▸ Exercises
a) Answer these about the diesel lubricant thread:
(i) Which motor does the first poster's truck have?
(ii) According to the reply, where must the lubricity additive be put into the fuel?
(iii) Which lab did the fuel additive study, and in what city?
b) Continue the diesel lubricant thread, starting right after its last sentence.
╭─ Text provided
# Use Of Diesel Lubricants



## sydmeg1012 (Nov 10, 2008)

Ok so I have this new truck (well a 2007, new for me), 2500HD diesel D/A. I've read on some older posts about the use of diesel lubricants at each fillup like Stantadyne, AMSOIL, etc. From what I read the purpose was to provide lubrication that's not provided in the low-sulfur diesel that's in use now, as the older motors were not designed for low-sulfur fuels. My truck has the LMM motor, which I believe was designed with the ULSD diesel in mind. Do I still need to use these lubricants? I'm going to post this question on some Chevy diesel forums as well, but I was curious to see what others with this motor (or newer) are doing.


----------



## rms0726ea (Aug 9, 2006)

There are some advantages to using a diesel fuel additive. One is to increase the fuel lubricity. The process of removing the sulfur in the new ULSD fuel has made the fuel dry and require a lubricity additive. This additive is not added at the refinery and must be added at the fuel jobber, transfer point. The study below has shown that there have been many documented cases of randomly tested samples of diesel fuel. These tests prove that often times the fuel we purchase is not adequately treated and may therefore contribute to accelerated wear of our fuel delivery systems.

Additionally, a quality diesel fuel additive will contain a cetane improver for better cold & high altitude starts & fuel combustion, injector cleaner and a if needed for your region a anti gelling aditive to prevent diesel fuel from gelling in cold climates.

here is the internet link to an independent diesel fuel additive study.

http://www.natbiogroup.com/docs/educ...%20results.pdf

The Fuel additive study is done by Southwest Research Lab in San Antonio, TX. On the last page is a chart that does an excellent job of comparing the results. Bottom line - the first eight product do an excellent job of lubricating diesel fuel. After that - they do not cut the mustard. Lucas actually made the wear scar 5 microns bigger. In addition the chart shows the cost per tank to use the additive.
╰─
╭─ Supplied records
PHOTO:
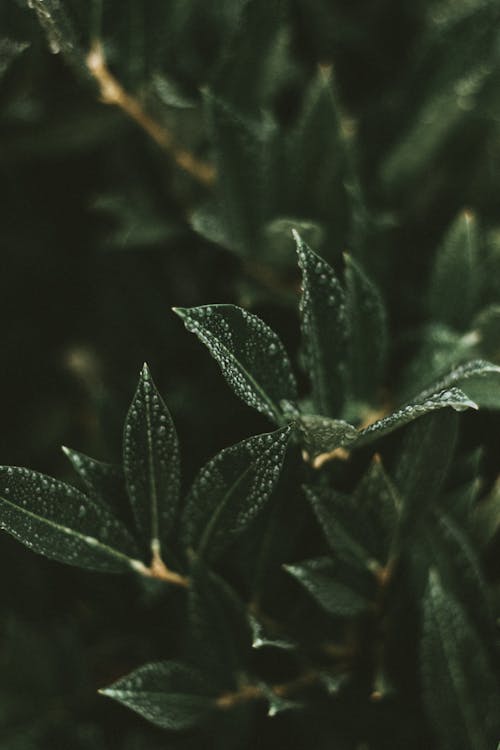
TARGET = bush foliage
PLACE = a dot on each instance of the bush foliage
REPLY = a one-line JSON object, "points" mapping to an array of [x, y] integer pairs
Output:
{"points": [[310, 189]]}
╰─
╭─ Supplied records
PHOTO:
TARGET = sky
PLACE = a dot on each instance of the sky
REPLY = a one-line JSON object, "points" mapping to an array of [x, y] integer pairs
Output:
╰─
╭─ Supplied records
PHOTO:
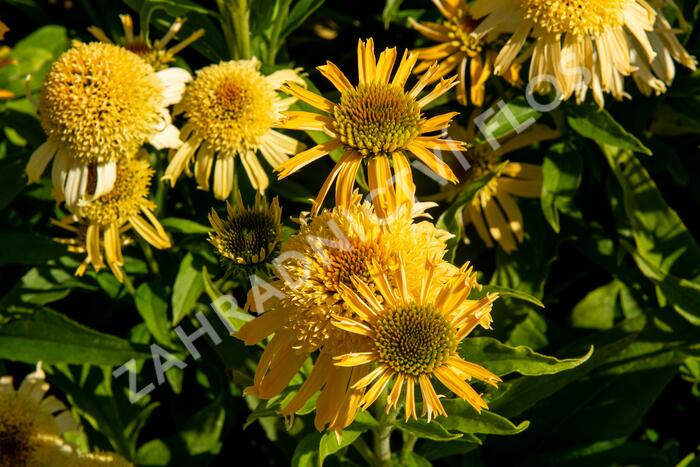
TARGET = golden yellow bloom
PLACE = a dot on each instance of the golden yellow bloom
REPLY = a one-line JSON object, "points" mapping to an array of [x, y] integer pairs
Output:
╰─
▸ Answers in order
a)
(i) The LMM motor.
(ii) At the fuel jobber, the transfer point, not at the refinery.
(iii) Southwest Research Lab, in San Antonio, TX.

b)
It is interesting to note in paragraph 2 under the "history" title:

*There have been many documented cases of randomly tested samples of diesel fuel. These tests prove that often times the fuel we purchase is not adequately treated and may therefore contribute to accelerated wear of our fuel delivery systems.*

Diesel fuel additives are a good thing in my book. In addition to the fuel lubricity issue you definitely need to carry something in the northern climates to prevent gelling in the cold weather. I use Schaeffer's Dieseltreat during the summer and the winterized formula during the winter.

Here is a copy of the chart I reference on the lat page of the study:


----------



## sydmeg1012 (Nov 10, 2008)

Thanks for the info! Do you have any recommendations on what to use?


----------



## CamperAndy (Aug 26, 2004)

If it is a 2007 that Mandates ULSD then you really are not to put anything in it. That said the most common additive is 2 stroke oil. For the price, effect and availability and the fact it is designed to burn it is best. Not the best on the chart above but still the best.


----------



## swanny (Oct 31, 2007)

i use Opti-Lube XPD. dieselplace.com has some good info. you can also google it.


----------



## Carey (Mar 6, 2012)

I have been using amsoil additive in mine the last 50k.. I used Lucas before that for 50k.. I seen that report and switched to amsoil.. Lucas scored bad.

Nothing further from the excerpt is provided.